··· TEXTAUSZUG ···

Die Gerichte sollten eigentlich zur Wahrung von Recht und Gesetz und insbesondere auch von Grundrechten eintreten. Aus diesem Grund ist die Judikative eine der tragenden Säulen des modernen Staats mit Gewaltenteilung. Eine weitere wichtige Säule ist die Presse bzw. sind die Medien. Deshalb werden diese auch häufig als die 4. Säule betrachtet wird. Doch was ist, wenn sich Judikative und Presse diametral gegenüberstehen?
Gerade die Gerichte in Hamburg und Berlin sind bekannt dafür, daß sie häufig das Recht vorzugsweise in Richtung Persönlichkeitsrecht bzw. entgegen der Presse- und Meinungsfreiheit auslegen. Ich hatte darüber ja schon das eine oder andere mal geschrieben. Das Gericht muss natürlich in jedem Fall zwischen Presse-/Meinungsfreiheit und Persönlichkeitsrechte abwägen, aber bei der Rechtsprechung der entsprechenden Gerichte stellt sich die Frage, ob das vielleicht zu einseitig in Richtung Persönlichkeitsrechte geschieht.

··· VORHANDENES MATERIAL ···

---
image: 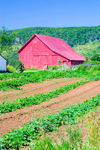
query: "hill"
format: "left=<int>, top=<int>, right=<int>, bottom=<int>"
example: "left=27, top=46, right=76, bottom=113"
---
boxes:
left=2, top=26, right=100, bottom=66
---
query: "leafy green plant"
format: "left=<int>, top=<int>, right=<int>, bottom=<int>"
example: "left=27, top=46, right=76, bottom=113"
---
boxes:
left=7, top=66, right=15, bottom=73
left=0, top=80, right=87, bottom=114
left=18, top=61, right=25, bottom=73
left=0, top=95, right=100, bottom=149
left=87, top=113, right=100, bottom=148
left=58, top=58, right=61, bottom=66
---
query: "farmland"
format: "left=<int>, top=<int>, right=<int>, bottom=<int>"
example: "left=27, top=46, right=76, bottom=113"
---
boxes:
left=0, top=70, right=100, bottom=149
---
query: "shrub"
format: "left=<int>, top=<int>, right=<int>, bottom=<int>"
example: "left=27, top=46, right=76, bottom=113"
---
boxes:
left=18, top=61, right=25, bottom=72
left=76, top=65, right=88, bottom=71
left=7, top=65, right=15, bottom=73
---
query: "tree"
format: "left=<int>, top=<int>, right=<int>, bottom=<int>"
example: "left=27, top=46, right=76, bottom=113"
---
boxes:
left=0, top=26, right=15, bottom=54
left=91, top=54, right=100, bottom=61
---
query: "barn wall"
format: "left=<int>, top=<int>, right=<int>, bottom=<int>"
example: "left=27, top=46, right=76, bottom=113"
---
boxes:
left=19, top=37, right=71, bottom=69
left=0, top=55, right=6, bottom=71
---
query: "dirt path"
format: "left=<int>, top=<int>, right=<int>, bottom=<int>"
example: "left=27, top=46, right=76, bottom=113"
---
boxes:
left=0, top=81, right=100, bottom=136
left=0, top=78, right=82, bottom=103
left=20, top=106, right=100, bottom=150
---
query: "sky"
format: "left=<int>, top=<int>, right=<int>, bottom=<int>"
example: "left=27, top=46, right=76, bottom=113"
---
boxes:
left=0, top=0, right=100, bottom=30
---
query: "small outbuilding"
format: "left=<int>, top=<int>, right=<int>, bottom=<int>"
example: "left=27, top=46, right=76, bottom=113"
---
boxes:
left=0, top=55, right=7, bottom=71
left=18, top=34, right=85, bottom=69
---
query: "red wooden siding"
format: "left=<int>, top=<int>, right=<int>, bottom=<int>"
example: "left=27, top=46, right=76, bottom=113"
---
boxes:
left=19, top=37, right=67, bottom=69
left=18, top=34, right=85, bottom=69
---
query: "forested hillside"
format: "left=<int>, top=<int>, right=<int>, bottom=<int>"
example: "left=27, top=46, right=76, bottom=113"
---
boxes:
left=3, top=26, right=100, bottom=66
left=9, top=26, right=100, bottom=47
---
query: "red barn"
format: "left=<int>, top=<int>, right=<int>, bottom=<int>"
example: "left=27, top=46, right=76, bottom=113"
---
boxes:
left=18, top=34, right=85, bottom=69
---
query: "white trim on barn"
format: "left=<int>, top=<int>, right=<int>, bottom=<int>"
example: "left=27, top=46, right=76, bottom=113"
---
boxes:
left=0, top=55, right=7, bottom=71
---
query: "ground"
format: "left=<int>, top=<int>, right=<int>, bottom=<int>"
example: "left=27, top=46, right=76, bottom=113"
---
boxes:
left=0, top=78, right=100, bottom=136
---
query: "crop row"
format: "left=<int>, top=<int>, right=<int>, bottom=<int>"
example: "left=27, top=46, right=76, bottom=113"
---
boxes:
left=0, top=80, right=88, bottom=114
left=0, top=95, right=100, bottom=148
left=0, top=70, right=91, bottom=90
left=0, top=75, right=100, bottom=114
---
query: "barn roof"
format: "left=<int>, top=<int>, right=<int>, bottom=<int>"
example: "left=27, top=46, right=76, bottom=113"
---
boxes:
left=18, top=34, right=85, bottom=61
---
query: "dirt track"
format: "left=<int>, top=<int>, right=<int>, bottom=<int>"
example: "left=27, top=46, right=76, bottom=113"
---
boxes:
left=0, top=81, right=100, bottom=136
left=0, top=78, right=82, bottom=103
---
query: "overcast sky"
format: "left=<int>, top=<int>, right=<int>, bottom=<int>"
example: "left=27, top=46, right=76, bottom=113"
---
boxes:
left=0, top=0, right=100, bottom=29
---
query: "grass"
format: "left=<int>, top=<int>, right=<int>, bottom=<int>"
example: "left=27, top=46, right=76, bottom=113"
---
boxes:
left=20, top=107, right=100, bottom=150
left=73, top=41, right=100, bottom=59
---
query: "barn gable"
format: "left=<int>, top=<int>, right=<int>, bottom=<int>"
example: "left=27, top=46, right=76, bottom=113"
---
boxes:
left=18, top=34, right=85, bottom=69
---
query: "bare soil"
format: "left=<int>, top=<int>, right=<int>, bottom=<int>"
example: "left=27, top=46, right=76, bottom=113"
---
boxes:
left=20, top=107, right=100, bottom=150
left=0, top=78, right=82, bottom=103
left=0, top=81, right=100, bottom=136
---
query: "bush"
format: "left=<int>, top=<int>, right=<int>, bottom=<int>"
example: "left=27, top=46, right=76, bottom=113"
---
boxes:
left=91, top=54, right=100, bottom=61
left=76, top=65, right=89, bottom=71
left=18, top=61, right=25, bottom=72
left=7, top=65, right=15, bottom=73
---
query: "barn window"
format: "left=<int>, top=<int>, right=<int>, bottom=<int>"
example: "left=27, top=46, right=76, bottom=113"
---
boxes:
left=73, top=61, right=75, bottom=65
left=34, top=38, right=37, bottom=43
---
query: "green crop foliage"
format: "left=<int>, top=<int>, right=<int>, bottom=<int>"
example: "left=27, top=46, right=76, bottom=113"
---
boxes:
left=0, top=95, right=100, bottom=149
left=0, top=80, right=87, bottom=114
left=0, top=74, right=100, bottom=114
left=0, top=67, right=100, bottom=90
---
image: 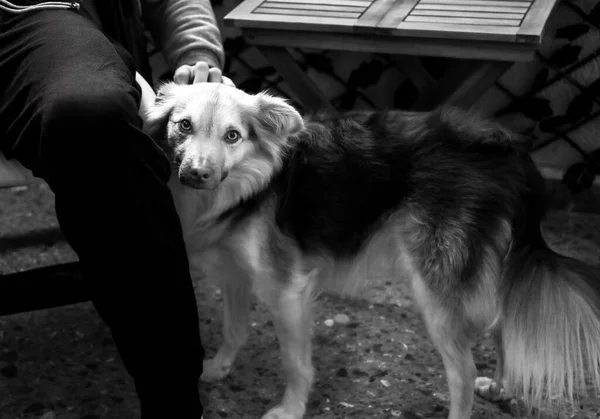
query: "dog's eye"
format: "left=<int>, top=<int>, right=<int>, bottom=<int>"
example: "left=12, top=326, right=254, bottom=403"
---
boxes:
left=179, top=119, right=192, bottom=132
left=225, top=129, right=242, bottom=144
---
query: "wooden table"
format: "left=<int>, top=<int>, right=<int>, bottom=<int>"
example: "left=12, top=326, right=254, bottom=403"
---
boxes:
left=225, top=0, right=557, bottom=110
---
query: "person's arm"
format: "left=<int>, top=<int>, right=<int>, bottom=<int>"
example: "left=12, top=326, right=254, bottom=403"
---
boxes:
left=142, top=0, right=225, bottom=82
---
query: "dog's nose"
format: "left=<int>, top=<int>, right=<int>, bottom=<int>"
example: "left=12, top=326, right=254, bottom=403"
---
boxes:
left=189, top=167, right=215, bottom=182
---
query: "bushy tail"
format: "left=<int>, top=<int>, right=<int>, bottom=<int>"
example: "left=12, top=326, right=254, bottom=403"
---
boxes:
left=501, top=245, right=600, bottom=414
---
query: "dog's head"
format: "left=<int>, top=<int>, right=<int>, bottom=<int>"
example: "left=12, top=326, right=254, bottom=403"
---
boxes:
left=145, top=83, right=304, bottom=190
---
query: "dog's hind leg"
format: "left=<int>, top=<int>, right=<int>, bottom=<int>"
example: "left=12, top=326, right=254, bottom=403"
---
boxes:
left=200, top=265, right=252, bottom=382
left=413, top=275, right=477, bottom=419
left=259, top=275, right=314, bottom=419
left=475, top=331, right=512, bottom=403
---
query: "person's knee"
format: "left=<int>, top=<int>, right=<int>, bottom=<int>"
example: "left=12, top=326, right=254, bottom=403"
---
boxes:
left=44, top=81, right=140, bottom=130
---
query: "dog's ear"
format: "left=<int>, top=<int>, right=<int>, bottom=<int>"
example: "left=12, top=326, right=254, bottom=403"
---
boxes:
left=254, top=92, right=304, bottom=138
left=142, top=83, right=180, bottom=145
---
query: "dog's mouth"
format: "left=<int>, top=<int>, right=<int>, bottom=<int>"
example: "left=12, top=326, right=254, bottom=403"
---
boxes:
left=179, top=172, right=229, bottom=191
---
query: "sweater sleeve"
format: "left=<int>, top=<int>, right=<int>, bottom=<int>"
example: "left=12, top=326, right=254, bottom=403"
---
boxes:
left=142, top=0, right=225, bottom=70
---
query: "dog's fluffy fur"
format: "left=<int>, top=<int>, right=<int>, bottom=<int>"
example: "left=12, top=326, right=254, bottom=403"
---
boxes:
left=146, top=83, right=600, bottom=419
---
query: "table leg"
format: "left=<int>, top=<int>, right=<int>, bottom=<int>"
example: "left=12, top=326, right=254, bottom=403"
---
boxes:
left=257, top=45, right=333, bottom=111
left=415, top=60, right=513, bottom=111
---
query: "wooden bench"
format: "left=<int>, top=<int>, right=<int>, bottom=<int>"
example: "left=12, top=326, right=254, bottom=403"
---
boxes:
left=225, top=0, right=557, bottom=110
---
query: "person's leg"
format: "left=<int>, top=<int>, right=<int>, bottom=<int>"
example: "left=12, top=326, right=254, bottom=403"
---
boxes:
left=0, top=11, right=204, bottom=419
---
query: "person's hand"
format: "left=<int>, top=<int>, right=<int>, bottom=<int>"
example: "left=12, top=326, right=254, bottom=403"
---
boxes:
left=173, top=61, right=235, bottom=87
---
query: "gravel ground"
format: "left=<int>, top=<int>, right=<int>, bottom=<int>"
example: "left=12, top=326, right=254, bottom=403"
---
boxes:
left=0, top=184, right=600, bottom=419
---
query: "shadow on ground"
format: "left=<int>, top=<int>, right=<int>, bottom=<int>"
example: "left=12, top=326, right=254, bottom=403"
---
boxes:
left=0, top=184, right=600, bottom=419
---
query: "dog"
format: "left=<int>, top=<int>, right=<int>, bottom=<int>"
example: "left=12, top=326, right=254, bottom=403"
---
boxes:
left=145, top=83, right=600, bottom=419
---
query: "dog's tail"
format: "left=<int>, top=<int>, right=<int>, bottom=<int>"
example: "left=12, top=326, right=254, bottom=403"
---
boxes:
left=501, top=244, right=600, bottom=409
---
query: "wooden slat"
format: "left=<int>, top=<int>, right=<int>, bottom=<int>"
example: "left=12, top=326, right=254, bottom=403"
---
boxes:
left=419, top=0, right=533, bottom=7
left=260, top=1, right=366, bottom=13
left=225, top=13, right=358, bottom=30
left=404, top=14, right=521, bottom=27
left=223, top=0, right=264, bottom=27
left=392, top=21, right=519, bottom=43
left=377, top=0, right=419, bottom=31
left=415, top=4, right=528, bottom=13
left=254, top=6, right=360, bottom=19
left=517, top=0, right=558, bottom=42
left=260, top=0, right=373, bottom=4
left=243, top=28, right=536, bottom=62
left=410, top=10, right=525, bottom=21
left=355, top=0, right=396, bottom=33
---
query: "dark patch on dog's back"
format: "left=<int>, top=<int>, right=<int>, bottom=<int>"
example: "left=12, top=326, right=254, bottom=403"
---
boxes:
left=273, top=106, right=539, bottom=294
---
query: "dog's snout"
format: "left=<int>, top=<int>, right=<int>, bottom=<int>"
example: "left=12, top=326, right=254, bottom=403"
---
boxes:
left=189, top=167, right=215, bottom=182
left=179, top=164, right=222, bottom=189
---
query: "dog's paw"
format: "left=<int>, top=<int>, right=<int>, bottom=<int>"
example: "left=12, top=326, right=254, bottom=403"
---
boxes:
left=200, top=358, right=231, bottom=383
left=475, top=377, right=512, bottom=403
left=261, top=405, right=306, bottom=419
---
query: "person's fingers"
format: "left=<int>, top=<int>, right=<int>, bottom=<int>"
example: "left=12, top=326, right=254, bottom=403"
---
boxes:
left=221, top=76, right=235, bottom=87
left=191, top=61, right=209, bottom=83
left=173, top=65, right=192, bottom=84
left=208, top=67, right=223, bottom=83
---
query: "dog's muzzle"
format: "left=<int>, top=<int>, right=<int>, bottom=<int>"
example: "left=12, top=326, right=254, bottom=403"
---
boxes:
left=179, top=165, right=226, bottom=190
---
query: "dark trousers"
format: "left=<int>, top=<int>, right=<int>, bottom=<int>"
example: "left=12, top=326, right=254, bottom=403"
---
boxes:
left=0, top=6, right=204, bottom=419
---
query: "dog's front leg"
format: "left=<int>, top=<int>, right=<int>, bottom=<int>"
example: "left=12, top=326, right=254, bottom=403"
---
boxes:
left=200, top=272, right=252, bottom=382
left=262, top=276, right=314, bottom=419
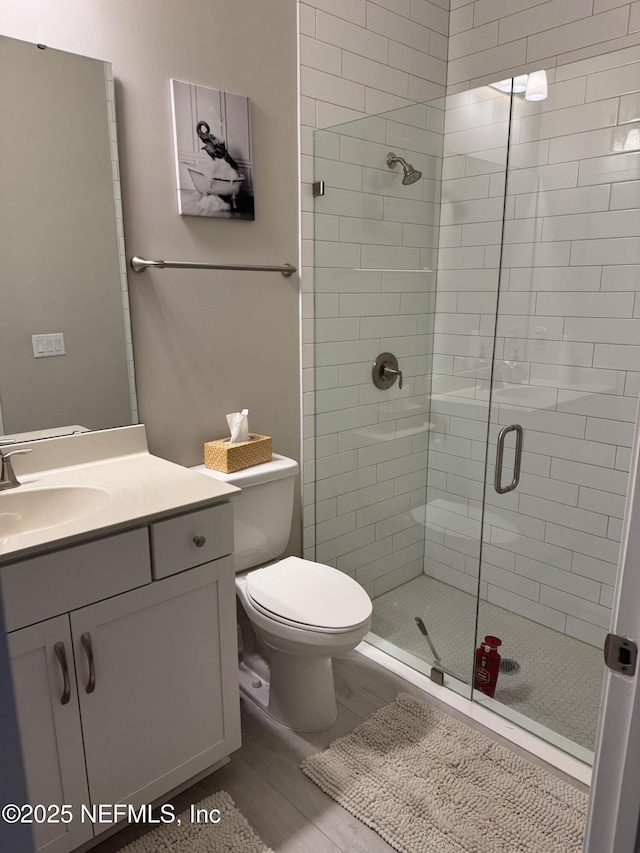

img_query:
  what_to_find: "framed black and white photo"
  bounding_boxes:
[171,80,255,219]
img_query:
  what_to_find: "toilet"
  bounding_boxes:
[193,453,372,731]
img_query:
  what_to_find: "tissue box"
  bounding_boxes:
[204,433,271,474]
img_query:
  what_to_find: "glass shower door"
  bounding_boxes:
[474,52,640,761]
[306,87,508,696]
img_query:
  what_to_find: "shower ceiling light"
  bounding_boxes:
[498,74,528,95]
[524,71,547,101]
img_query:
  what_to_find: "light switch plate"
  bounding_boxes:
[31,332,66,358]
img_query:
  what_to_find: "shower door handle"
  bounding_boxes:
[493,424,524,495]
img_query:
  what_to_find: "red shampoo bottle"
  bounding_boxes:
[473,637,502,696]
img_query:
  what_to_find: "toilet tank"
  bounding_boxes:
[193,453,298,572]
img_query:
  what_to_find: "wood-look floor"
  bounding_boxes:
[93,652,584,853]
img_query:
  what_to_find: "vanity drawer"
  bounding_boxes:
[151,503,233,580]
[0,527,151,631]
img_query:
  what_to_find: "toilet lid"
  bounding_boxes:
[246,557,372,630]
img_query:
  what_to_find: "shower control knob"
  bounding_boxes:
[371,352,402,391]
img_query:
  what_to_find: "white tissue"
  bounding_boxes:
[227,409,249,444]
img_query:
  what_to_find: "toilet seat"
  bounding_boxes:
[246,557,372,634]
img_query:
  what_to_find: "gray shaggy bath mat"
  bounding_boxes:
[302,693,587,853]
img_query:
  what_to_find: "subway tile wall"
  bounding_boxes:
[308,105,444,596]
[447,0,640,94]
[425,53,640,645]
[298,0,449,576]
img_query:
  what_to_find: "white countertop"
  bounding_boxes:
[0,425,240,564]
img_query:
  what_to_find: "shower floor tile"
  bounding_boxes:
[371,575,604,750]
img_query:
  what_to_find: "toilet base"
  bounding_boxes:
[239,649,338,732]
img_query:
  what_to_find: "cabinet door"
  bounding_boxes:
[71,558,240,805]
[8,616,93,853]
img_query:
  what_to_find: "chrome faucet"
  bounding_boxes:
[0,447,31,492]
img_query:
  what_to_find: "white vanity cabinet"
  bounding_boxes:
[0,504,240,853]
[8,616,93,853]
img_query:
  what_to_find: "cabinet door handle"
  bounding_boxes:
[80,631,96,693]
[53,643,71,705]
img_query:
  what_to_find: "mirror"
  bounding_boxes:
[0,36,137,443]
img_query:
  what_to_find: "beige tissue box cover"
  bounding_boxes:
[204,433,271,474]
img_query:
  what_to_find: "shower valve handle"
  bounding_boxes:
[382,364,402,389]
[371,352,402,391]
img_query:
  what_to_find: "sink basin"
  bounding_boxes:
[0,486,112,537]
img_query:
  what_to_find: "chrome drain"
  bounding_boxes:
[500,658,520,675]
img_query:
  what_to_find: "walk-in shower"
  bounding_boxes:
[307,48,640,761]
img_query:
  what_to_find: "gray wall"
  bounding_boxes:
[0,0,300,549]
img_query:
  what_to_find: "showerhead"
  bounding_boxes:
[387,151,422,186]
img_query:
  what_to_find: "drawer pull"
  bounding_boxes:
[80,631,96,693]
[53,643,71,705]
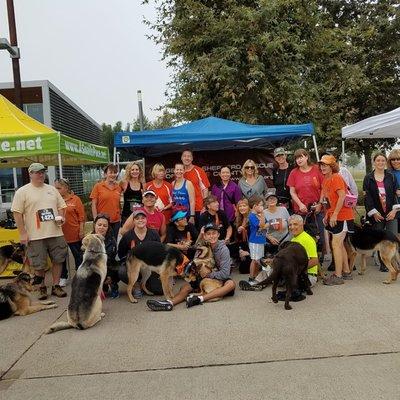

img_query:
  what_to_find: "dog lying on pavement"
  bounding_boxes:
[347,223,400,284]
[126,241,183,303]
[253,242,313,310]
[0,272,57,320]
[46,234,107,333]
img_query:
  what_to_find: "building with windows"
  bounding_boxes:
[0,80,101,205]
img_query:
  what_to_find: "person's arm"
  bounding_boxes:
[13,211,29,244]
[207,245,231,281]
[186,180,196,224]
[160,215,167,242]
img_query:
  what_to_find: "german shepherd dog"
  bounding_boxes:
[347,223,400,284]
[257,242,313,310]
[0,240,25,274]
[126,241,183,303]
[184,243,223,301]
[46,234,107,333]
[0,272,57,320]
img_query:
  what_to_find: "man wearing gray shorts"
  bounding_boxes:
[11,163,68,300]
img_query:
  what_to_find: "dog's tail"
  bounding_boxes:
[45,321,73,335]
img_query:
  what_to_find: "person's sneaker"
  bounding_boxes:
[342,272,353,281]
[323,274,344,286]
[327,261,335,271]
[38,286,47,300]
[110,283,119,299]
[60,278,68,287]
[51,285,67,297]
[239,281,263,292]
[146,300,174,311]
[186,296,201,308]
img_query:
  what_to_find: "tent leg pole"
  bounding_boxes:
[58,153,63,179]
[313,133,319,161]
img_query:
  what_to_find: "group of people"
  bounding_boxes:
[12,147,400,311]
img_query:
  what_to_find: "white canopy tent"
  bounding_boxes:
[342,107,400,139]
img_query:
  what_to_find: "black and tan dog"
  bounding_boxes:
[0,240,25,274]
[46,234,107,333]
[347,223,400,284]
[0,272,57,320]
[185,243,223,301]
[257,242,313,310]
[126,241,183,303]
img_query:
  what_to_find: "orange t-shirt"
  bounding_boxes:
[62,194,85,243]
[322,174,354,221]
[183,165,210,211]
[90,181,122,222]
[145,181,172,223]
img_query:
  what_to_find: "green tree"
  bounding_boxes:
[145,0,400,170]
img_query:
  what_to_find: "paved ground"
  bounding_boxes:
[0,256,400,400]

···

DEINE AUFGABEN:
1. Beantworte kurz diese Fragen zum Text über Gerichte und Presse:
(a) Was wird häufig als die 4. Säule betrachtet?
(b) Welche Gerichte sind dafür bekannt, das Recht oft eher in Richtung Persönlichkeitsrecht auszulegen?
(c) Zwischen welchen beiden Dingen muss das Gericht in jedem Fall abwägen?
2. Setze den Text über Gerichte und Presse nach seinem letzten Satz fort.
Das Material hat mit dem Text über Gerichte und Presse nichts zu tun.

DEINE ANTWORTEN:
1.
(a) Die Presse bzw. die Medien.
(b) Die Gerichte in Hamburg und Berlin.
(c) Zwischen Presse-/Meinungsfreiheit und Persönlichkeitsrechten.

2.
Das TV-Magazin “Zapp” hatte im letzten Jahr auch einen interessanten Beitrag zu diesem Thema:
Mal von der Problematik mit dem fliegenden Gerichtsstand und der Möglichkeit abgesehen, vor mehreren Gerichten gleichzeitig Klage einzureichen, wird das damit verbundene Problem deutlich: man kann so lange und häufig klagen, bis man Erfolg hat, was teilweise zu absurden Ergebnissen führt, wie sie im Zapp-Beitrag erwähnt werden. Dadurch sehen sich kritische Berichterstatter einem unverhältnismäßig hohem Risiko ausgesetzt. Dies betrifft sowohl etwaige Gerichtsverfahren als auch die vielerorts sehr beliebten Abmahnungen, die eigentlich kostspielige und langwierige Verfahren vor Gericht ersparen sollen. Stattdessen führt das aber dazu, daß jeder dafür sorgen kann, daß Kritik oder andere unliebsame Inhalte aus dem genommen werden müssen, indem er entweder Abmahnungen verschickt oder aber im Zweifel ein Gericht finden kann, daß seinen Fall günstig beurteilen dürfte. Die Chancen für einen Abmahner stehen also relativ gut, auch vor einem Gericht Recht zu bekommen. Der kritische Abgemahnte bleibt dann auf den gesamten Kosten sitzen.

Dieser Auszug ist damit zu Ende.